### ÉNONCÉ DE LA TÂCHE
Relevez tous les appareils techniques que le passage ci-dessous, consacré à l'installation frigorifique, énumère entre parenthèses.

### PASSAGE FOURNI
○ ○ ○ ○

Attendu que cette installation, dont la mise en place a été précédée de travaux d'étude, comprend des chambres froides, des appareils techniques divers et complexes (surgélateur, évaporateurs, compresseurs, tour de refroidissement, chambres froides) qui occupent plusieurs locaux de l'usine qui les abrite et qui sont reliés à des armoires électriques ; qu'ils sont également raccordés entre eux par un réseau d'importantes canalisations dont les photographies révèlent qu'elles traversent les cloisons des locaux pour desservir des lieux distincts et qu'elles sont fixées à l'ossature métallique de l'immeuble par des point d'ancrage ; que, même si certaines machines sont seulement posées au sol, cet ensemble technique, relié dans ses différentes composantes, doit être, compte tenu de son importance et de sa technicité, qualifié d'ouvrage au sens de l'article 1792 du code civil, la cour d'appel n'étant pas sur ce point tenue par les motifs de l'arrêt de la Cour de cassation du 9 avril 2014, rendu en matière de référé provision, d'autant que la question de la qualification de l'ouvrage n'avait pas été posée à cette juridiction, pas plus que par l'arrêt rendu par la cour d'appel de renvoi (Poitiers, 13 février 2015).

○ ○ ○ ○

Extraits de données de cadres de délimitation:
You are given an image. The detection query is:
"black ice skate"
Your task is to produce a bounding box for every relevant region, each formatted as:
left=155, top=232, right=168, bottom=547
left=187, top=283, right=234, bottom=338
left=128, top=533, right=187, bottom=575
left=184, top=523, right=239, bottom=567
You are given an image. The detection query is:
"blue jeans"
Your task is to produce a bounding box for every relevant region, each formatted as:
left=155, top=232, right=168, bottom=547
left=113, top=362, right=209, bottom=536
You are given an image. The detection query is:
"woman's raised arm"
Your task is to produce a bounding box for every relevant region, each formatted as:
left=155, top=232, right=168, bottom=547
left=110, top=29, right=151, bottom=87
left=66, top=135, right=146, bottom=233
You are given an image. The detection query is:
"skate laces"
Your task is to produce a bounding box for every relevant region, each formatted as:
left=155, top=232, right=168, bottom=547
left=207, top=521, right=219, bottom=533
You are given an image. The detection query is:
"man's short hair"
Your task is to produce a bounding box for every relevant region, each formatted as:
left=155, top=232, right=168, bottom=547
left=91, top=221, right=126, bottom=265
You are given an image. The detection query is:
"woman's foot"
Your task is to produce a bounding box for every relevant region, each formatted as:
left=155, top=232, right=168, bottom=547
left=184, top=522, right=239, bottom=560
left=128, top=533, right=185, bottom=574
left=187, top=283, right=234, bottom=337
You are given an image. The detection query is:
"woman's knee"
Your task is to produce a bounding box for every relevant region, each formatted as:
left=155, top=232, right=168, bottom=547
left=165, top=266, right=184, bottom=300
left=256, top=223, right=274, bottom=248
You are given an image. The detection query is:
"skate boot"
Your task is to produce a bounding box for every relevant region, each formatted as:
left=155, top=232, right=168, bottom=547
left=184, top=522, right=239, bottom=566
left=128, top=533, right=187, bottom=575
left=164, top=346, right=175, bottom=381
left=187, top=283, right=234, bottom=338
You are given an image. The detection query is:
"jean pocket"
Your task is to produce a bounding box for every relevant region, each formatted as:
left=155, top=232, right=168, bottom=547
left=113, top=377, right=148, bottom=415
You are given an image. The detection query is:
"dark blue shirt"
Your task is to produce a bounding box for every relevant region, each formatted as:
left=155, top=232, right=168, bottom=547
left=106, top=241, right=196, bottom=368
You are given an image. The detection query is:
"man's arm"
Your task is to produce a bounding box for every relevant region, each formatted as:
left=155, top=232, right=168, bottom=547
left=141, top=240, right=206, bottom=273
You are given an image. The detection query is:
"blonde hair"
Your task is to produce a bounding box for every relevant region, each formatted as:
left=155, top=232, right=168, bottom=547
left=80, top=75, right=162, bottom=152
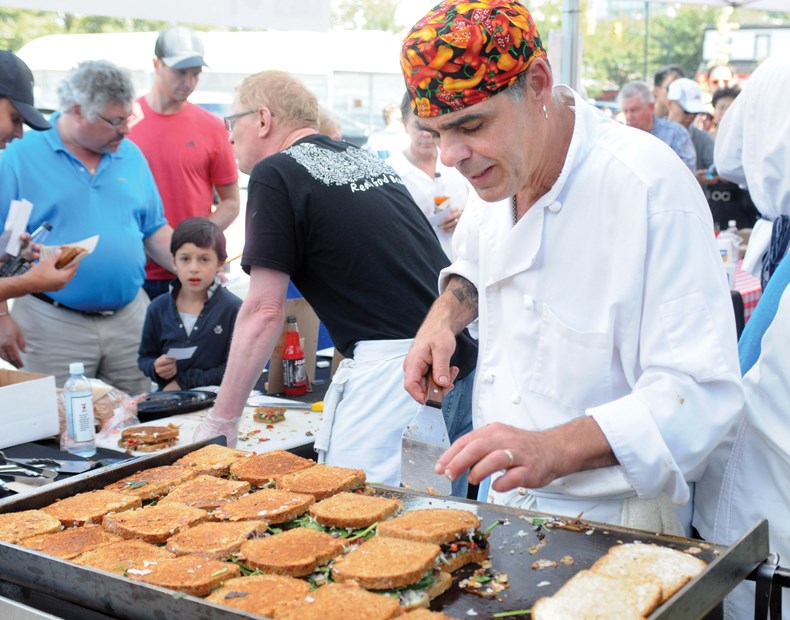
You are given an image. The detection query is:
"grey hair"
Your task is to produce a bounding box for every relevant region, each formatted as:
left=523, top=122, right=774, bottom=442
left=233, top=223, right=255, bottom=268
left=58, top=60, right=134, bottom=121
left=617, top=80, right=656, bottom=105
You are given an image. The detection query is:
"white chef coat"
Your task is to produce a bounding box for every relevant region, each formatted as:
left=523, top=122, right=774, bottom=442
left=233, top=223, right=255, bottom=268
left=713, top=54, right=790, bottom=276
left=387, top=151, right=469, bottom=260
left=440, top=87, right=743, bottom=525
left=694, top=276, right=790, bottom=620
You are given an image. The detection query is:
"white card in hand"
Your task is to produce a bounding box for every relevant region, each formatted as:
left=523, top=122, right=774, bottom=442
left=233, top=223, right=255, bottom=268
left=165, top=347, right=197, bottom=360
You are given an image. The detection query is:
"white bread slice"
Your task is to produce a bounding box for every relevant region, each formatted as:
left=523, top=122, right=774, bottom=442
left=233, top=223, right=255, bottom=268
left=532, top=570, right=661, bottom=620
left=590, top=544, right=706, bottom=603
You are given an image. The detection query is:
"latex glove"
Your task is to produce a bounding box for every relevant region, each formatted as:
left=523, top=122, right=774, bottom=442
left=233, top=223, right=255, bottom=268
left=192, top=413, right=241, bottom=448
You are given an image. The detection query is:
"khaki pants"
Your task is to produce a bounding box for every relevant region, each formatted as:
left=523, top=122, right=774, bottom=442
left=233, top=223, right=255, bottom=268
left=11, top=289, right=151, bottom=395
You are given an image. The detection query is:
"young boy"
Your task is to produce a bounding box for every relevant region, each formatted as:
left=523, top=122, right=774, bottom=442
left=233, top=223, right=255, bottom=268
left=137, top=217, right=241, bottom=390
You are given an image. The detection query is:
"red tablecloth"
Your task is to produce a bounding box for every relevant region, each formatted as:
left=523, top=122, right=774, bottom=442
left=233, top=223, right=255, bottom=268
left=735, top=261, right=763, bottom=322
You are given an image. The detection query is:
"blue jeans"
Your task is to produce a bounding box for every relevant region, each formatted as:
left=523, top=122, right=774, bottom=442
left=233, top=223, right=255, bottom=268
left=442, top=370, right=475, bottom=499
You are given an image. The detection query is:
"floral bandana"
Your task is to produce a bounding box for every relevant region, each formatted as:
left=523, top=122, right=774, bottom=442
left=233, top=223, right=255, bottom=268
left=401, top=0, right=546, bottom=118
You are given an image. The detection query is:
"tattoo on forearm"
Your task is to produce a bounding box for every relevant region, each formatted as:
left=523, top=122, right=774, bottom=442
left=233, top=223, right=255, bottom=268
left=448, top=276, right=477, bottom=318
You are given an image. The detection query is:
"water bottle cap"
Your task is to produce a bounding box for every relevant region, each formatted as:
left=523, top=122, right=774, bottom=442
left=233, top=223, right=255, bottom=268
left=69, top=362, right=85, bottom=375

○ ○ ○ ○

### TÂCHE ACCOMPLIE
- surgélateur
- évaporateurs
- compresseurs
- tour de refroidissement
- chambres froides